# Problem description:
Copy out the material below with "coarse mask" substituted for every "rough mask". Leave everything else unchanged.

[Dataset items]
——————

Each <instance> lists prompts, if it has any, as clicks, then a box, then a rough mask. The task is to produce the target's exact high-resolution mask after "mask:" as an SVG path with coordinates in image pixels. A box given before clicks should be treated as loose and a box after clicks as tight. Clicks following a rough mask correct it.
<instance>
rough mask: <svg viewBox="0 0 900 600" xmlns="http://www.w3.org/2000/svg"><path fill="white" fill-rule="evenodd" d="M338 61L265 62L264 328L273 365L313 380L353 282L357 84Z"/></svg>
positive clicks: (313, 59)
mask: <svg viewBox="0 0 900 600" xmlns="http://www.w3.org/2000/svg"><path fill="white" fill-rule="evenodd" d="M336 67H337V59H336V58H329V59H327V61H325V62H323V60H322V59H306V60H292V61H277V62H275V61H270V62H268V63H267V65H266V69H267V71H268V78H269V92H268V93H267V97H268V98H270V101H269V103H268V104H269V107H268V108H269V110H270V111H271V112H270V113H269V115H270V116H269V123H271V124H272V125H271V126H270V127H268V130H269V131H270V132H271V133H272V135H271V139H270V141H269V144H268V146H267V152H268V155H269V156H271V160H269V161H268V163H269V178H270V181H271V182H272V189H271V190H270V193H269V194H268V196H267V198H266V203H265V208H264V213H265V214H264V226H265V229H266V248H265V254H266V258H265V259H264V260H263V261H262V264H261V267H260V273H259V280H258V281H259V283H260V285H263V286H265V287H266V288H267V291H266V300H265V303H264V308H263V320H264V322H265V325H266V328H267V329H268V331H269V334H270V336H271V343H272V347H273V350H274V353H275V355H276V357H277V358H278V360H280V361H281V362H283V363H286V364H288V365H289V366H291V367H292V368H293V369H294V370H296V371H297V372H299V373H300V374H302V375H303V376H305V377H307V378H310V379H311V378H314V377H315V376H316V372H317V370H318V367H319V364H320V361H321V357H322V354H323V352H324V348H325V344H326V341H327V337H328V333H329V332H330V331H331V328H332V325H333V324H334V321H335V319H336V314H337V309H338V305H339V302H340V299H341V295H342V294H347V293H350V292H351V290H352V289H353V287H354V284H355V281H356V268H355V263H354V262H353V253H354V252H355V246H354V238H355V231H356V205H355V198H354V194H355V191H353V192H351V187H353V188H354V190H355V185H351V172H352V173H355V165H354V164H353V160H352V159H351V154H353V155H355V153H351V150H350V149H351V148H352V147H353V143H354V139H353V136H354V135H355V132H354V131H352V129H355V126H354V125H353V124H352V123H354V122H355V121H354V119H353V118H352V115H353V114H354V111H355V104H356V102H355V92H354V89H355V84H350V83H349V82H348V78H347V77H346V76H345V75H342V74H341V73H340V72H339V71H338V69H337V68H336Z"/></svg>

——————

# Solution:
Each <instance> lists prompts, if it has any, as clicks, then a box, then a coarse mask. The task is to produce the target's exact high-resolution mask after "mask:" as an SVG path with coordinates in image pixels. A box given before clicks should be treated as loose and a box after clicks as tight. Clicks following a coarse mask correct it.
<instance>
coarse mask: <svg viewBox="0 0 900 600" xmlns="http://www.w3.org/2000/svg"><path fill="white" fill-rule="evenodd" d="M338 61L265 62L264 328L273 365L313 380L353 282L357 84Z"/></svg>
positive clicks: (313, 59)
mask: <svg viewBox="0 0 900 600" xmlns="http://www.w3.org/2000/svg"><path fill="white" fill-rule="evenodd" d="M336 67H337V59H336V58H329V59H327V61H325V62H323V60H322V59H306V60H292V61H277V62H275V61H270V62H268V63H267V65H266V69H267V71H268V78H269V92H268V93H267V97H268V98H270V101H269V103H268V104H269V107H268V108H269V110H270V111H271V112H270V113H269V115H270V116H269V123H271V124H272V125H271V126H270V127H268V130H269V131H270V132H271V133H272V135H271V139H270V141H269V144H268V146H267V152H268V155H269V156H271V160H269V161H268V163H269V178H270V181H271V182H272V189H271V190H270V193H269V194H268V196H267V198H266V203H265V208H264V213H265V214H264V226H265V229H266V248H265V254H266V258H265V259H264V260H263V261H262V264H261V267H260V273H259V280H258V281H259V283H260V285H263V286H265V287H266V288H267V291H266V300H265V303H264V308H263V320H264V322H265V325H266V328H267V329H268V331H269V334H270V336H271V343H272V347H273V350H274V353H275V355H276V357H277V358H278V360H280V361H281V362H283V363H286V364H288V365H289V366H291V367H292V368H293V369H294V370H296V371H297V372H299V373H300V374H302V375H303V376H305V377H307V378H310V379H311V378H314V377H315V376H316V372H317V370H318V367H319V364H320V361H321V357H322V354H323V352H324V348H325V344H326V341H327V337H328V333H329V332H330V331H331V328H332V325H333V324H334V321H335V319H336V314H337V309H338V305H339V302H340V299H341V295H342V294H347V293H350V292H351V290H352V289H353V287H354V284H355V281H356V268H355V263H354V262H353V253H354V252H355V246H354V238H355V231H356V205H355V198H354V194H355V191H353V192H351V187H353V188H354V190H355V185H351V172H352V173H355V165H354V164H353V160H352V159H351V154H353V155H355V153H351V150H350V149H351V148H352V147H353V143H354V139H353V136H354V135H355V132H354V131H352V129H355V126H354V125H353V124H352V123H354V122H355V121H354V119H353V118H352V115H353V114H354V111H355V104H356V102H355V92H354V89H355V84H350V83H349V82H348V78H347V77H346V76H345V75H342V74H341V73H340V72H339V71H338V69H337V68H336Z"/></svg>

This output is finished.